▶ WHAT THE TASK ASKS
Reproduce the following data verbatim, line for line, without altering any character.

▶ RECORDS TO USE

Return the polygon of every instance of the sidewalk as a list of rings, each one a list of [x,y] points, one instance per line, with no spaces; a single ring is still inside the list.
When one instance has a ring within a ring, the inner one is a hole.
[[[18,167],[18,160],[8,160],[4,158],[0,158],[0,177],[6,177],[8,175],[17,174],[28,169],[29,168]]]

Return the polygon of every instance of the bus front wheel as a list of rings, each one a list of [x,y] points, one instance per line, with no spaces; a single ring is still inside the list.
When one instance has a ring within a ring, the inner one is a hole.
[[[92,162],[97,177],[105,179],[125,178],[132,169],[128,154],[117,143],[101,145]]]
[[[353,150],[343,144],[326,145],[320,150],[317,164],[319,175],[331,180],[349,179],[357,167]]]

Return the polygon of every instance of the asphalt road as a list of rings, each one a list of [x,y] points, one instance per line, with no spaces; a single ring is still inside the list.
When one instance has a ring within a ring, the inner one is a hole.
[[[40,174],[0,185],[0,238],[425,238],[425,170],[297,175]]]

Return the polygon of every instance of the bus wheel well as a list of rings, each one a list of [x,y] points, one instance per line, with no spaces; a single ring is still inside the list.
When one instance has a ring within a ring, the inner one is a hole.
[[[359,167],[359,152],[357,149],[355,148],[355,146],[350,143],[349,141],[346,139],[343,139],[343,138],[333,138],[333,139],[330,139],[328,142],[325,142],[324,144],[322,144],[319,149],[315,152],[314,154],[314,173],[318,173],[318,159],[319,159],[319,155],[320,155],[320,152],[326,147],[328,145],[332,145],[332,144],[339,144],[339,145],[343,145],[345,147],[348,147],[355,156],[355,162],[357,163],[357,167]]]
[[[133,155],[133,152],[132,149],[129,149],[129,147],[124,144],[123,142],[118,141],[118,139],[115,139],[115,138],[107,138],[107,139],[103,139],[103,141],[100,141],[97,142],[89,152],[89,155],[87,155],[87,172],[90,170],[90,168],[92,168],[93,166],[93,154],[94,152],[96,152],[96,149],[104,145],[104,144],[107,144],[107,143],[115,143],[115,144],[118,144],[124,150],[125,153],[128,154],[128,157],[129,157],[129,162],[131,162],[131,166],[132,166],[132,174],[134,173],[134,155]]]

▶ WRITTEN REPLY
Return the polygon of every instance of the sidewalk as a list of rings, each one a list of [x,y] points, one instance per line, with no spaces; a single ring is still inside the list.
When one instance has a ring within a ring, the inner one is a hole.
[[[18,167],[18,160],[8,160],[4,158],[0,158],[0,177],[6,177],[8,175],[17,174],[28,169],[29,168]]]

Return the polygon of every instance of the bus front wheel as a list of rings, each one a list of [x,y] points, one instance per line, with no spaces; a single ring is still inside the list.
When one instance has a ring within a ring, the inner one is a hole.
[[[92,162],[97,177],[105,179],[125,178],[132,169],[128,154],[117,143],[101,145]]]
[[[353,150],[343,144],[326,145],[320,150],[317,164],[319,175],[331,180],[349,179],[357,167]]]

Return the polygon of every instance of the asphalt road as a list of rings, each one a list of [x,y] points, one instance per line, with no spaces; a single ring is still inside the list.
When one instance has a ring within a ring, the inner one is a hole.
[[[40,174],[0,185],[0,238],[425,238],[425,170],[297,175]]]

Return the polygon of every instance of the bus wheel well as a list of rings, each one a list of [x,y] points, one instance per line, with no spaces; a single ring is still inside the list.
When one instance has a ring within a ring, the inner one is a hole.
[[[359,167],[359,152],[357,149],[355,148],[355,146],[350,143],[349,141],[346,139],[343,139],[343,138],[333,138],[333,139],[330,139],[328,142],[325,142],[324,144],[322,144],[319,149],[315,152],[314,154],[314,173],[318,173],[318,159],[319,159],[319,155],[320,155],[320,152],[326,147],[328,145],[332,145],[332,144],[339,144],[339,145],[343,145],[345,147],[348,147],[355,156],[355,162],[357,163],[357,167]]]
[[[133,155],[133,152],[132,149],[129,149],[129,147],[124,144],[123,142],[118,141],[118,139],[115,139],[115,138],[107,138],[107,139],[103,139],[103,141],[100,141],[97,142],[89,152],[89,155],[87,155],[87,172],[90,170],[90,168],[92,168],[93,166],[93,154],[94,152],[96,152],[96,149],[104,145],[104,144],[107,144],[107,143],[115,143],[115,144],[118,144],[124,150],[125,153],[128,154],[128,157],[129,157],[129,162],[131,162],[131,166],[132,166],[132,174],[134,173],[134,155]]]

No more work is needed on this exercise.